**Work item A:**
Write out the passage from the text on AI crawlers between "Website owners have" and "people’s chatbot questions.", inclusive.
**Work item B:**
In the text on AI crawlers, what event is said to have set off the explosion in AI crawling?
**Work item C:**
Render this sentence from the text on AI crawlers in Spanish: "Google crawls and catalogues websites to feed its search engine, and in return websites are found by the billions of people using Google search."

** Opening Text section block **

Now there’s a growing fight between AI crawlers and the people who hate them, who are using aggressive technology and financial demands to punch back. This battle will help decide whether there’s room for both AI and the websites that you rely on.
Why websites object to AI crawlers
Bots have been an internet fixture for decades.
Google’s crawlers regularly grab parts of websites to organise the information into its search results. The Internet Archive’s crawlers save snapshots of websites over time to catalogue internet history.
Website owners have beefs with those automated programmes, but Google crawlers in particular are generally considered a mutually beneficial relationship.
Google crawls and catalogues websites to feed its search engine, and in return websites are found by the billions of people using Google search.
But experts say that AI crawling – which has exploded since the 2022 public debut of ChatGPT kicked off an AI boom – is more problematic in two ways.
Firstly, some websites doubt that they will benefit from AI crawlers grabbing their information to “train” AI or to reply to people’s chatbot questions.

** Closing Text section block **
** Opening Data extracts block **

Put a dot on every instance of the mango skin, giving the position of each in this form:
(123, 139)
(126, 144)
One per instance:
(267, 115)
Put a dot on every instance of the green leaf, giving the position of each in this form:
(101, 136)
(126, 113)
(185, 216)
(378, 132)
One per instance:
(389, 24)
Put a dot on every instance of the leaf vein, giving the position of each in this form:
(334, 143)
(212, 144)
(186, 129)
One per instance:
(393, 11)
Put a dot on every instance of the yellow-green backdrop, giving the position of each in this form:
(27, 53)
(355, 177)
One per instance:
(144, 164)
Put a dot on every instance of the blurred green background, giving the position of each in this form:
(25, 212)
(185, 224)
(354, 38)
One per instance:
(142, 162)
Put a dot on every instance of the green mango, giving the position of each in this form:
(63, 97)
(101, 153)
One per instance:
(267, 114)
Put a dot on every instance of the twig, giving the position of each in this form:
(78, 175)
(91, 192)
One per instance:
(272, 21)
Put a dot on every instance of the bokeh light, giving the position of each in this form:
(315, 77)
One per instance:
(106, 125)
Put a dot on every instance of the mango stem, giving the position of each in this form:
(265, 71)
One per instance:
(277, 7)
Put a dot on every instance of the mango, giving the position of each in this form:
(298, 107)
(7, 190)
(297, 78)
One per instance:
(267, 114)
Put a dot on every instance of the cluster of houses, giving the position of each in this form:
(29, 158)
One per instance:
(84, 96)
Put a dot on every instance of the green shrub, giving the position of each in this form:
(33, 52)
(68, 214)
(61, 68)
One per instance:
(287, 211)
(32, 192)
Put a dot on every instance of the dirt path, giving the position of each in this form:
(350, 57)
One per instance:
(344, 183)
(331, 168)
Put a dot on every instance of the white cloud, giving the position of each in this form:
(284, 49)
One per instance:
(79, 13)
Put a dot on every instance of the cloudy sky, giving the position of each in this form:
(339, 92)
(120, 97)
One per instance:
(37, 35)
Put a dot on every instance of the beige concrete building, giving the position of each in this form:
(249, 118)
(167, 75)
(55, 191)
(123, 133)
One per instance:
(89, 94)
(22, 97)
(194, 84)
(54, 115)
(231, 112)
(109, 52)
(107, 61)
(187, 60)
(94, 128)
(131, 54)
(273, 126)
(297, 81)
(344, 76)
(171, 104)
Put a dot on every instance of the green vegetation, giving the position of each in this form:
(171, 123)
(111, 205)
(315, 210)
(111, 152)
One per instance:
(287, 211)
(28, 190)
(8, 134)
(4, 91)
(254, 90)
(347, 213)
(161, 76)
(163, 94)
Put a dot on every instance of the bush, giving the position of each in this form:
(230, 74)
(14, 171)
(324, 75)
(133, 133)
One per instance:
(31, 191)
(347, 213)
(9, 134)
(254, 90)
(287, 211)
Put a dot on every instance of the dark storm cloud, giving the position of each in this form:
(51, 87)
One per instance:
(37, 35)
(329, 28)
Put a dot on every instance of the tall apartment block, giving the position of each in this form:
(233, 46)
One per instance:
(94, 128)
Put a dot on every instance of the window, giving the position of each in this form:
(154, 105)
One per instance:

** Closing Data extracts block **

**Exercise solution A:**
Website owners have beefs with those automated programmes, but Google crawlers in particular are generally considered a mutually beneficial relationship.
Google crawls and catalogues websites to feed its search engine, and in return websites are found by the billions of people using Google search.
But experts say that AI crawling – which has exploded since the 2022 public debut of ChatGPT kicked off an AI boom – is more problematic in two ways.
Firstly, some websites doubt that they will benefit from AI crawlers grabbing their information to “train” AI or to reply to people’s chatbot questions.

**Exercise solution B:**
The 2022 public debut of ChatGPT, which kicked off an AI boom.

**Exercise solution C:**
Google rastrea y cataloga sitios web para alimentar su motor de búsqueda y, a cambio, los sitios web son encontrados por los miles de millones de personas que usan la búsqueda de Google.